Using df as the denominator of sample variance eliminates the bias
that results if N is used. It reduces, but does not eliminate, the bias in
sample standard deviation as an estimator of population standard deviation.
>From my lecture notes:
Please note that the sample mean is an unbiased estimator of the population
mean and the sample variance, SS / (N - 1), is an unbiased estimator of the
population variance (but SS / N computed on a sample is a biased estimator
of population variance). The sample standard deviation is not, however, an
unbiased estimator of the population standard deviation (it is the least
biased estimator available to us). Consider a hypothetical sampling
distribution for the sample variance where half of the samples have variance
= 2 and half = 4. Since the sample variance is totally unbiased, the
population variance must be the expected value of the sample variances,
.5(2) + .5(4) = 3. Now consider the standard deviations. The expected
value of s is 1.707, but the population standard deviation is 1.732.
This little demo, by the way, saved me hours of boredom when I was a
graduate assistant at Miami Univ. We assistants had to sit in the lecture
hall while the undergrad stat class was taught. One day, half-asleep, I
heard the prof argue that since the sample variance is an unbiased
estimator, then the sample sd must be too. Oops, I thought, that cannot be
so, since the sqrt function is nonlinear. I contrived the argument above,
presented it to the professor after class, and was immediately dismissed
from the requirement to attend classes the rest of the semester.

## WRITTEN PROBLEM 1
Could you copy the post on estimator bias word for word, starting at "This little demo, by" and ending at "of the semester."?
## WRITTEN PROBLEM 2
Do these statements agree with the post on estimator bias? For each, answer yes or no and quote the words of the post that decide it.
(a) Computing SS / N on a sample gives an unbiased estimator of population variance.
(b) In the hypothetical demo, the expected value of s is 1.707.
(c) The professor argued that the sample standard deviation is a biased estimator.
## WRITTEN PROBLEM 3
Can you pick up the post on estimator bias after its final sentence and carry it on?
The records that come next have no connection to the post on estimator bias.

## MATERIAL SUPPLIED
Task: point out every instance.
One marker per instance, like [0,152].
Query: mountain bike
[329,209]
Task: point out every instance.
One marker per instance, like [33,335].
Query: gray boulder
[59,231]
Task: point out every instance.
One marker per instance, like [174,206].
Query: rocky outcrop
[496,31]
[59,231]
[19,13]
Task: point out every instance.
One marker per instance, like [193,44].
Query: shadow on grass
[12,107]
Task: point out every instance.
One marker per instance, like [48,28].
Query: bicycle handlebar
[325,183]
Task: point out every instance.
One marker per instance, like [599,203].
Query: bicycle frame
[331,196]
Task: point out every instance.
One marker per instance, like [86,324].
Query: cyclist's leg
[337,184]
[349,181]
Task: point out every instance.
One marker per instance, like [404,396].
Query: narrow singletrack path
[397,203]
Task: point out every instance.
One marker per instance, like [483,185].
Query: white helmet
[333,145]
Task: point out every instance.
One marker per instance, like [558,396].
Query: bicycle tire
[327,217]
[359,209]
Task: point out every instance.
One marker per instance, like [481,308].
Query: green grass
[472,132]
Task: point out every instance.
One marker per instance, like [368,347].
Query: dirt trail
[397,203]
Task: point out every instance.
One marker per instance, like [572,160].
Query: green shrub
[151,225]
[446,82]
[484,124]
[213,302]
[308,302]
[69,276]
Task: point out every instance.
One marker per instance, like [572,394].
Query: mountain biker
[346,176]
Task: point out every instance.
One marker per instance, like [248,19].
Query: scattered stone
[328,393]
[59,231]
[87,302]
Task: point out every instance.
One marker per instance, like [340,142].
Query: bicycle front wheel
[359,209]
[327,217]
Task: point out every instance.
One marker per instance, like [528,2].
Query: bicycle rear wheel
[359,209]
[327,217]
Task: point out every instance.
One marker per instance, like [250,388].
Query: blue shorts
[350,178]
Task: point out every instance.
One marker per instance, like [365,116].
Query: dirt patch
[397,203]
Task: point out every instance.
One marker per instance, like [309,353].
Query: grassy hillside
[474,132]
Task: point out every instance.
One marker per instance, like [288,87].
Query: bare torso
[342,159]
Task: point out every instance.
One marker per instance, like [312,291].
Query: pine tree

## RESULT 1
This little demo, by the way, saved me hours of boredom when I was a
graduate assistant at Miami Univ. We assistants had to sit in the lecture
hall while the undergrad stat class was taught. One day, half-asleep, I
heard the prof argue that since the sample variance is an unbiased
estimator, then the sample sd must be too. Oops, I thought, that cannot be
so, since the sqrt function is nonlinear. I contrived the argument above,
presented it to the professor after class, and was immediately dismissed
from the requirement to attend classes the rest of the semester.

## RESULT 2
(a) No: "SS / N computed on a sample is a biased estimator of population variance"
(b) Yes: "The expected value of s is 1.707"
(c) No: "I heard the prof argue that since the sample variance is an unbiased estimator, then the sample sd must be too"

## RESULT 3
+++++++++++++++++++++++++++++++++++++++++
Karl L. Wuensch, Department of Psychology,
East Carolina University, Greenville NC 27858-4353
Voice: 252-328-4102 Fax: 252-328-6283
[EMAIL PROTECTED] <mailto:[EMAIL PROTECTED]>
http://core.ecu.edu/psyc/wuenschk/klw.htm
<http://core.ecu.edu/psyc/wuenschk/klw.htm>
==========================================
Larry Noted:
The N version of the formula is a descriptive statistic - it simply
describes the current sample (or population). The N-1 version is an
inferential statistic and takes into account degrees of freedom and the fact
that I've estimated the mean of the population.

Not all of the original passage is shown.